**Brief:**
Provide the data again exactly, including every line that follows.

Referring expression pointing data
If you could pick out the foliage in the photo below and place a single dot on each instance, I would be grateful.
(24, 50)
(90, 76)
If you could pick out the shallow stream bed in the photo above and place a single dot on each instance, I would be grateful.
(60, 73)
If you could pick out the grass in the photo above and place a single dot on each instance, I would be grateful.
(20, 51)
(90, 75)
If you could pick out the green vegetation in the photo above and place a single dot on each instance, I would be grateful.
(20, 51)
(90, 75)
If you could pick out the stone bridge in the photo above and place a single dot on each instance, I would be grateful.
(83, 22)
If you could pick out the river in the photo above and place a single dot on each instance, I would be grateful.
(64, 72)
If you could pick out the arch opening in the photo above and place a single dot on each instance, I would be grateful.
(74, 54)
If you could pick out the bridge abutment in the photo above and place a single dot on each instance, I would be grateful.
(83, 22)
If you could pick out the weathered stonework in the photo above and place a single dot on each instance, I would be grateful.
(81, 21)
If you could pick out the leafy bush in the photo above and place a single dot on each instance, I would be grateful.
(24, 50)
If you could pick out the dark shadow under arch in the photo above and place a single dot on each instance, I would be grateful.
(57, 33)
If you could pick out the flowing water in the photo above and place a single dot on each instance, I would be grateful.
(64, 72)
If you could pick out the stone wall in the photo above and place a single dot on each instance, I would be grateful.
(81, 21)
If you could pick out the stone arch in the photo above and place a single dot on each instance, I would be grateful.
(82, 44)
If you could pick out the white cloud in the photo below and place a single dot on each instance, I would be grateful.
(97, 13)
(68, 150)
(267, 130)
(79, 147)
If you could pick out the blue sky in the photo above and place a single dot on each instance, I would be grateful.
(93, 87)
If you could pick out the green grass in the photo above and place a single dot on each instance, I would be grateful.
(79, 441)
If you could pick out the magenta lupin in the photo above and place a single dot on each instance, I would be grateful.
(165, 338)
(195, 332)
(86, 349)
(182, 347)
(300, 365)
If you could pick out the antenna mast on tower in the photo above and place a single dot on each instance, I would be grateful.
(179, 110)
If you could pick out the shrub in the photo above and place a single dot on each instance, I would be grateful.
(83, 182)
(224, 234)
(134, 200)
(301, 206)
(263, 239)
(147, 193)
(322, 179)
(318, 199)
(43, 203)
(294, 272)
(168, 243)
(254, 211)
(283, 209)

**Exercise solution:**
If you could pick out the foliage in the photo below and place a single dot on each instance, I would be grateful.
(24, 50)
(90, 76)
If you could pick out the shallow stream bed in the photo above and place a single dot on each instance, I would be grateful.
(60, 73)
If you could pick out the grass in the photo above and place a single dot on each instance, I would be grateful.
(20, 51)
(90, 75)
If you could pick out the green vegetation in the photo above and place a single dot on each instance, I would be grateful.
(20, 51)
(90, 75)
If you could pick out the stone bridge in the photo above and place a single dot on each instance, I would be grateful.
(83, 22)
If you could pick out the river in the photo above and place a single dot on each instance, I would be grateful.
(64, 72)
If you could pick out the arch opening in the photo above and place a single dot on each instance, I would be grateful.
(74, 54)
If you could pick out the bridge abutment in the photo above and place a single dot on each instance, I would be grateful.
(83, 22)
If you could pick out the weathered stonework in the photo above and place a single dot on each instance, I would be grateful.
(81, 21)
If you could pick out the leafy bush in the photo above and place a single dot on each instance, I would be grateful.
(24, 50)
If you could pick out the dark shadow under arch in the photo above and place a single dot on each instance, I would be grateful.
(57, 33)
If you could pick out the flowing water in the photo above and place a single dot on each instance, I would be grateful.
(64, 72)
If you could pick out the stone wall in the photo above and place a single dot on each instance, I would be grateful.
(81, 21)
If you could pick out the stone arch in the photo above and place a single dot on each instance, I would be grateful.
(82, 44)
If you could pick out the white cloud in the photo below and place a single dot on each instance, I would be grateful.
(97, 13)
(68, 150)
(267, 130)
(79, 147)
If you could pick out the blue sky in the photo above and place a single dot on each instance, I would be grateful.
(93, 87)
If you could pick out the green grass in the photo above and place a single dot on each instance, I would be grateful.
(79, 441)
If you could pick out the magenta lupin in the photo above and place a single dot on each instance, I would be grateful.
(165, 338)
(195, 332)
(86, 349)
(182, 347)
(300, 365)
If you could pick out the antenna mast on tower in the photo above and place a single dot on each instance, I would be grateful.
(179, 110)
If you could pick out the shrub in the photo above and place a single dot on each instance, I would be grateful.
(83, 182)
(224, 234)
(134, 200)
(301, 206)
(263, 239)
(147, 193)
(322, 179)
(318, 199)
(43, 203)
(294, 272)
(168, 243)
(254, 211)
(283, 209)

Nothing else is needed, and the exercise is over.